(Rows of box annotation data)
* begin *

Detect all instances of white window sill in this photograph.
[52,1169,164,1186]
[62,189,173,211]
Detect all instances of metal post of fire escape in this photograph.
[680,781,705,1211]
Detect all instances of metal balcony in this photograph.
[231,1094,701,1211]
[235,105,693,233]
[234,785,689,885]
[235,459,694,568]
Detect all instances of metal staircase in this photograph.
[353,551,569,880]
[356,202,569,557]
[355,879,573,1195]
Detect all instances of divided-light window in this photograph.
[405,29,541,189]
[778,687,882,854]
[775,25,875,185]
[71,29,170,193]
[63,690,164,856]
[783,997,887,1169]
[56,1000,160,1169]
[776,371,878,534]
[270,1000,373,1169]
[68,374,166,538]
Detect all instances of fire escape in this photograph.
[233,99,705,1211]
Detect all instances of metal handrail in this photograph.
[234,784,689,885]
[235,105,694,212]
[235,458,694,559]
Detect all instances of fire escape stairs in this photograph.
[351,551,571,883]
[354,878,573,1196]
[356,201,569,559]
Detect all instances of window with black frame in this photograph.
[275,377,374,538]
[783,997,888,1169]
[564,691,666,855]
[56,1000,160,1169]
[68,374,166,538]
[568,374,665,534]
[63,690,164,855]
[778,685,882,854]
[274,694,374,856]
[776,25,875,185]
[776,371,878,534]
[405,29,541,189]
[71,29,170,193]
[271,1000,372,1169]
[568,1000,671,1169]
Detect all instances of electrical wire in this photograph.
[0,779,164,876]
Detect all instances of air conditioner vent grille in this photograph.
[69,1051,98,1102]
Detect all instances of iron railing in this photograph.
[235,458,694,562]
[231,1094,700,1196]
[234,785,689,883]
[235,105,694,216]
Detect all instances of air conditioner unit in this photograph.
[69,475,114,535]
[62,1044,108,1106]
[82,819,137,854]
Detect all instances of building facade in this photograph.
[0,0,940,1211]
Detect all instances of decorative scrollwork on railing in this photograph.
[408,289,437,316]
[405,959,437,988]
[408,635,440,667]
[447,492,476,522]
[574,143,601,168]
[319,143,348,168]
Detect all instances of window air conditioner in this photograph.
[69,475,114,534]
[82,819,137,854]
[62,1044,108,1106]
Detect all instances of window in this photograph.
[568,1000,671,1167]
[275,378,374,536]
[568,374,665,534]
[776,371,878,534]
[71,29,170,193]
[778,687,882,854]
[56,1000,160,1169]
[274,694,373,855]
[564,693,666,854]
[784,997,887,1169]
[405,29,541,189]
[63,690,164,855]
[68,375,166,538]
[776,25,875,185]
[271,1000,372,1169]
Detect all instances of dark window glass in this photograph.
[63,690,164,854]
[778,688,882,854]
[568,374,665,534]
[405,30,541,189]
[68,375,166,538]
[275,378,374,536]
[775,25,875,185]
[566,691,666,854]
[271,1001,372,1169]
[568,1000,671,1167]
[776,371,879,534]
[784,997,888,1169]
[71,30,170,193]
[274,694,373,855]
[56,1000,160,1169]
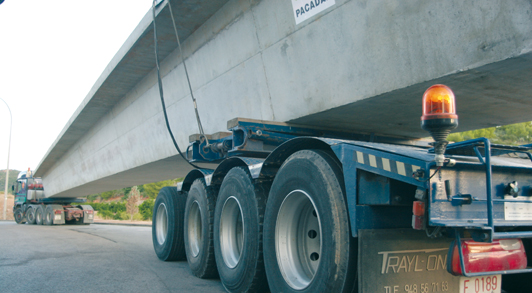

* end *

Problem details:
Please extract every line of the material above verbatim, leaving out the pictures.

Response to this task:
Detect all instances of white window sill in this photograph.
[52,1169,164,1186]
[62,189,173,211]
Detect all instances of metal post of fire escape in this photograph.
[680,781,705,1211]
Detect all instances of metal balcony in this photograph.
[231,1094,701,1211]
[235,105,693,233]
[234,785,689,885]
[235,459,694,568]
Detect all instances of metal staircase in this photograph.
[353,551,569,880]
[356,202,569,557]
[355,879,573,1195]
Detect all instances of divided-light window in this photograph.
[405,29,541,189]
[778,687,882,854]
[775,25,875,185]
[71,29,170,193]
[63,690,164,856]
[783,997,887,1169]
[56,1000,160,1169]
[776,371,878,534]
[270,1000,373,1169]
[68,374,166,538]
Detect all instances of fire escape in this photograph.
[233,99,705,1211]
Detect all instances of metal handrail in this photograph.
[234,784,689,885]
[235,105,694,212]
[235,458,694,559]
Detect all instances of fire escape stairs in this photograph.
[351,551,571,883]
[354,878,573,1196]
[356,201,569,559]
Detect all instances of window with black frame in this photograph.
[275,377,374,538]
[783,997,888,1169]
[564,691,666,855]
[56,1000,160,1169]
[68,374,166,538]
[568,374,665,534]
[63,690,164,855]
[778,685,882,854]
[274,694,374,856]
[776,25,875,185]
[776,371,878,534]
[405,29,541,189]
[71,29,170,193]
[271,1000,372,1169]
[568,1000,671,1169]
Detect all instances of electrical wire in this photograph.
[0,779,164,876]
Detect all instances of air conditioner vent grille in this photograph.
[69,1051,98,1102]
Detect all instances of iron railing in this photograph.
[235,458,694,562]
[231,1094,700,1196]
[234,785,689,883]
[235,105,694,216]
Detect all instances of air conditioner unit in this photograph.
[69,475,114,535]
[62,1044,108,1106]
[82,819,137,854]
Detect all instances of building facade in this photograph.
[0,0,940,1211]
Detect all instances of decorative scrollwork on railing in this photograph.
[408,289,437,316]
[405,959,437,988]
[408,635,440,667]
[447,492,476,522]
[574,143,601,168]
[319,143,348,168]
Detect all instances of window air conditioner in this photograph.
[69,475,114,534]
[82,819,137,854]
[62,1044,108,1106]
Detect all instances of window in this photograph.
[568,1000,671,1167]
[275,378,374,536]
[568,374,665,534]
[776,371,878,534]
[71,29,170,193]
[778,687,882,854]
[56,1000,160,1169]
[274,694,373,855]
[564,693,666,854]
[784,997,887,1169]
[405,29,541,189]
[63,690,164,855]
[68,375,166,538]
[776,25,875,185]
[271,1000,372,1169]
Detect all instances of dark window glass in this photograph.
[63,690,164,854]
[778,688,882,854]
[568,374,665,534]
[405,30,541,189]
[68,375,166,538]
[275,378,374,536]
[775,25,875,185]
[566,691,666,854]
[271,1001,372,1169]
[568,1000,671,1167]
[776,371,879,534]
[784,997,888,1169]
[71,30,170,193]
[274,694,373,855]
[56,1000,160,1169]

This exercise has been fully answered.